Reproduce the data below with every "keypoint" swapped for "marker" and nothing else altered. Leave the pictures out.

━━━━

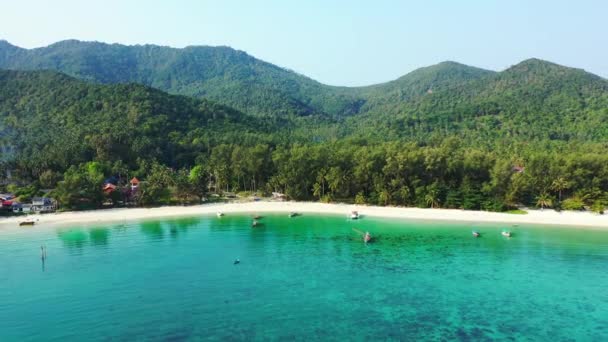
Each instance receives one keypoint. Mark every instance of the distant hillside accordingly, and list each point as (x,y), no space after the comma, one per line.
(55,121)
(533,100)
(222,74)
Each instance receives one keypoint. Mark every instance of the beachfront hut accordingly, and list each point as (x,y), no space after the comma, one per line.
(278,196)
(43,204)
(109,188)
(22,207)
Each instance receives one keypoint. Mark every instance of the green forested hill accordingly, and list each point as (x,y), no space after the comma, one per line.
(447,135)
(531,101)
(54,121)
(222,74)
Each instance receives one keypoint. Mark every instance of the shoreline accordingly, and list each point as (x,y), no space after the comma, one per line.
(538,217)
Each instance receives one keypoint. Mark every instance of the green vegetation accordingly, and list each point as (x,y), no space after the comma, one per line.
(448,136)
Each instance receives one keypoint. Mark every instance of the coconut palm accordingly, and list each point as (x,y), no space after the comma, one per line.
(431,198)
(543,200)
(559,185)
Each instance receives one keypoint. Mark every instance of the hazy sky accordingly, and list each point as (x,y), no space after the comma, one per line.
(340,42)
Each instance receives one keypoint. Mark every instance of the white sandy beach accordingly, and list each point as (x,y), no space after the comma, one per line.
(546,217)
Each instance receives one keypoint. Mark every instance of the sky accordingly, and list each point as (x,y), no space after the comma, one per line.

━━━━

**Response to this task**
Each instance receives one marker. Mark every instance of the distant hillside accordingly, and list each point as (x,y), no space after the comma, one per line.
(55,121)
(533,100)
(222,74)
Each instance receives one marker. Mark every instance of the beachfront hut accordingly, and list each point as (x,y), no space after the comma, one per line.
(278,196)
(43,204)
(109,188)
(22,207)
Each instance receives one marker. Mark every instance of the green forested hill accordingly, and list each point as (x,y), no space after the comma, one per line.
(447,135)
(531,101)
(54,121)
(222,74)
Each instance receives one marker. Mark every instance of the shoreline accordingly, and list each point as (x,y), no space after the comma, one per line.
(538,217)
Each instance receives one marker. Mark every instance of the green vegetation accordingly, and list each point as (x,y), no space after the comma, one per line.
(448,136)
Each instance receives one marker. Mark every instance of the coconut palm accordingly, and list each point as (x,y), no space after the comma, one per line.
(431,198)
(543,200)
(559,185)
Each instance receives one marker. Mark every instance of the hazy sky accordingly, and list each point as (x,y), no space after the comma, one per line.
(340,42)
Each instance receives one marker. Mark every instance of the white sandy beach accordingly, and list each point as (x,y), no space after the comma, one per line.
(546,217)
Each instance receives one marker. Mark every instance of the sky accordingly, and list each point as (x,y), no space after the comma, one per line.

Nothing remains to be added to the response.